— start Text to read —
John Mansfield - SAC Capital

Also, as you kind of alluded to the possible MLPing of the midstream assets, what would be the reason for not doing that? I mean, doesn't it just make so much sense to do that?

Keith Rattie

Right now our thinking on it is more of a timing issue. Clearly an MLP structure has the big advantage from a cost of capital standpoint, and we're very focused on that. MLP valuations today are better on a per unit of EBITDA and other metric basis than what we think is implicit in the ownership of assets in a C corp type structure.

It's a crowded field of current and potential new entrants. First law of stampedes is someone always gets trampled. But beyond that, we're looking down the road to the completion of these projects that we've talked about and then more flexibility in how you execute an MLP, a transfer of pipeline and potentially midstream assets to an MLP type structure.

John Mansfield - SAC Capital

And then I guess the last piece would just be on the deep Uinta. What is the spacing on the two wells that you have down in there now?

Chuck Stanley

They're 160 acres apart from each other in the same section, John. The third well is in the same section as well. Well, actually it is a section away but it is in the same area.

John Mansfield - SAC Capital

You haven't actually flowed from the third well?

Chuck Stanley

No. It's still drilling. It's nearing total depth. It's below 14,000 feet. We've had frankly some tough drilling problems at the well because of high pressures in the shale. It's a learning curve that we're on in drilling these wells as well. Our plan is to drill some more and obviously get some spatial sampling away from this area. This again happened to be the permits that we had in hand at the time.

Operator

Your next question comes from Rick Gross of Lehman Brothers.

Rick Gross - Lehman Brothers

I finally made the queue. I've got, I guess, just scraps left.

Keith Rattie

Rick, we were not trying to exclude you.

Rick Gross - Lehman Brothers

I took it personally. My assumption is on the supplemental EIS with the deep test coming in the way that it has. And you've got 5-acres pilots at the end of the year, that you'll probably go about a program that emphasizes the lance pool and that you won't spend a whole lot of time and attention to figuring out how you would want to optimally develop the deeper horizons at this juncture.

Chuck Stanley

That's a reasonable assumption, Rick. I mean, frankly, developing the deep and the lance pool simultaneously presented a whole host of challenges that involved different-sized rigs, potentially two separate gathering systems because of pressures, et cetera, et cetera. This profoundly simplifies it.

Rick Gross - Lehman Brothers

Right. From a standpoint you alluded to it any number of times. One of the things that I've wondered is that you've done a very, very good job of monitoring your costs, riding the rig operators, working all the various types science experiments into improved techniques to complete wells, et cetera. As you move from Pinedale, accelerate Pinedale a little bit, move to Vermillion, if you have success in the Mancos, do you have enough internal capacity? I mean, is all the people, your drilling engineers, et cetera, et cetera, scalable to handle attacks across multiple fronts? Or is that also an issue aside from just getting good rigs, et cetera?
— end Text to read —
— start Dataset entries —
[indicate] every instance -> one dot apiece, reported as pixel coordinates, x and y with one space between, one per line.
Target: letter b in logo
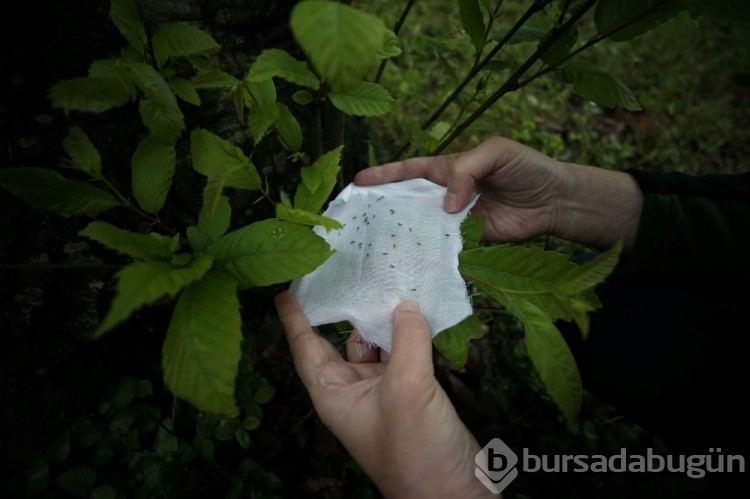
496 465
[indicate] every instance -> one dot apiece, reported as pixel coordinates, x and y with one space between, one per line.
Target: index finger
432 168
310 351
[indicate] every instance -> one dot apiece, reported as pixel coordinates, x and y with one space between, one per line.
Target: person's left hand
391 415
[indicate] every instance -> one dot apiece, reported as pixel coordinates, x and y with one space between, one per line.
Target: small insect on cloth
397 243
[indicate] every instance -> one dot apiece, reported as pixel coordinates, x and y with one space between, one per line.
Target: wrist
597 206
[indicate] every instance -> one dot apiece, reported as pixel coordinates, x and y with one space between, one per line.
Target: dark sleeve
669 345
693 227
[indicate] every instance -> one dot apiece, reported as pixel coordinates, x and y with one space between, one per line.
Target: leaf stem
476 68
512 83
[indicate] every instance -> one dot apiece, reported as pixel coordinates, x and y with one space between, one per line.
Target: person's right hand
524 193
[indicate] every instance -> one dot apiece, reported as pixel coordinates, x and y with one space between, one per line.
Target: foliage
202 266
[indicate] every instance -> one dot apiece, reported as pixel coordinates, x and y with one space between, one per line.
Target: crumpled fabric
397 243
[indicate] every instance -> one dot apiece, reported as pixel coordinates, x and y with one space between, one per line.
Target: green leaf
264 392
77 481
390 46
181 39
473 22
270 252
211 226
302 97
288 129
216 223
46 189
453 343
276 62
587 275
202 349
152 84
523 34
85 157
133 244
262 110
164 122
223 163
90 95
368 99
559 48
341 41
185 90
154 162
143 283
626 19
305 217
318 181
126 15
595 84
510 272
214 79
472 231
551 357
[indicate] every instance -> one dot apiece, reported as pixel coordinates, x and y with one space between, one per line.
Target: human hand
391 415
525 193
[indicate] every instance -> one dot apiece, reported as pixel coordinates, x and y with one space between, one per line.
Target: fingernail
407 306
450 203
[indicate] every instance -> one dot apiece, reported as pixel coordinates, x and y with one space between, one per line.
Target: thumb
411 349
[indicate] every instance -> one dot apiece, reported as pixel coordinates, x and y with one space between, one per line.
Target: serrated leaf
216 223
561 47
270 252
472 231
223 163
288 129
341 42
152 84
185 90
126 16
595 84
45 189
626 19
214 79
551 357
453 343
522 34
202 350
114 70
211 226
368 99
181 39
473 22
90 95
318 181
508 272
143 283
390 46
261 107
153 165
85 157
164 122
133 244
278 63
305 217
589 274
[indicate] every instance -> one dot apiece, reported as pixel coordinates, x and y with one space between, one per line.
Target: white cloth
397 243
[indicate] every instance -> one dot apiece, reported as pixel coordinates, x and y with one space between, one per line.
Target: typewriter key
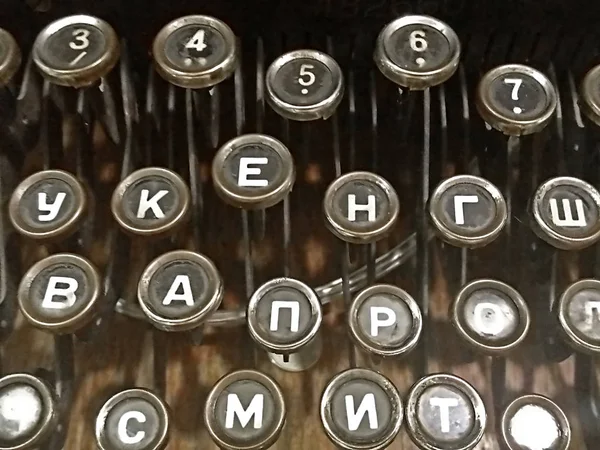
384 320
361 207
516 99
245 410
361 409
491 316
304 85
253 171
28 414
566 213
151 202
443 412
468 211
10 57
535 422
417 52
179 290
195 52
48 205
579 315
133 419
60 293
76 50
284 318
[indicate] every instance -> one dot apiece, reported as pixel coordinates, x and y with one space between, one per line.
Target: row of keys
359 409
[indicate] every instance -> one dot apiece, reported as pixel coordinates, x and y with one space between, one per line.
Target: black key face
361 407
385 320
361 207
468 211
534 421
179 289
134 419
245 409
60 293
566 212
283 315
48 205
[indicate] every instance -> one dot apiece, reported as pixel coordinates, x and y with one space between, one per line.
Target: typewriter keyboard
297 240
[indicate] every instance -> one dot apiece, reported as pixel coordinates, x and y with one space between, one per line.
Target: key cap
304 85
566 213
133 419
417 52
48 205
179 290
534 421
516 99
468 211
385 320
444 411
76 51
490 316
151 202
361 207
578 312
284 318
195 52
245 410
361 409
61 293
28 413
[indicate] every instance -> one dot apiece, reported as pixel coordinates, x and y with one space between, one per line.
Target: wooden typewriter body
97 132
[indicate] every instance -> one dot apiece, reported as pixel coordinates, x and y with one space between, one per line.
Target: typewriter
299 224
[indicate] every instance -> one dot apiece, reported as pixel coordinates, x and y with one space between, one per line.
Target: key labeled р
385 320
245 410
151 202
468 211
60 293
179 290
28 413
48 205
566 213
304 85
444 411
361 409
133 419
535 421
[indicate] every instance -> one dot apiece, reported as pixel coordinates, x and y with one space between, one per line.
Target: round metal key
— end Dataset entries —
Problems and tasks ::
- A) Answer these questions from the call transcript:
(i) How far apart are the two wells in the deep Uinta?
(ii) Below what depth is the third well?
(iii) From what standpoint does Keith Rattie say an MLP structure has a big advantage?
- B) Resume the call transcript after its last line.
The data comes from a source separate from the call transcript.

Answers by task ::
- A)
(i) They are 160 acres apart from each other in the same section.
(ii) It is below 14,000 feet.
(iii) From a cost of capital standpoint.

- B)
Chuck Stanley

Well, obviously manpower is always an issue. And in this environment its a huge challenge for us, Rick. I think the interesting thing is a lot of the techniques and basically efficiency gains that we have been able to accomplish at Pinedale are transferable technology, not the specific well design but the techniques, the focus on certain things that really matter in driving down cost. And what we have now is a cadre of people on the rigs who are doing this stuff themselves and are looking for ways themselves to make improvements.

Pinedale, while I'm never satisfied with the results and we'll always drive for a lower number of days to drill and complete wells and lower cost. It's pretty much on autopilot. We've got a great group of people who are doing good things and making improvements every day out there. We can now take the core team of people who have driven that efficiency and turn their attention to another manufacturing process like Uinta or like Vermillion, use the same techniques, the same basic tools that we used at Pinedale, and I think that's something we're really good at and we've got a great group of people that do it. Trust me, it's not me that does it.

It's these folks that are focused on this 24 hours a day, seven days a week. And I have no doubt that, given time, that they will come up with ways to do the same thing that they did at Pinedale and Uinta in the Vermillion Basin. I think we have the people to do it. Most of the people that we have are obviously working very hard. But given their capability, we feel pretty comfortable that they can expand to take on additional work.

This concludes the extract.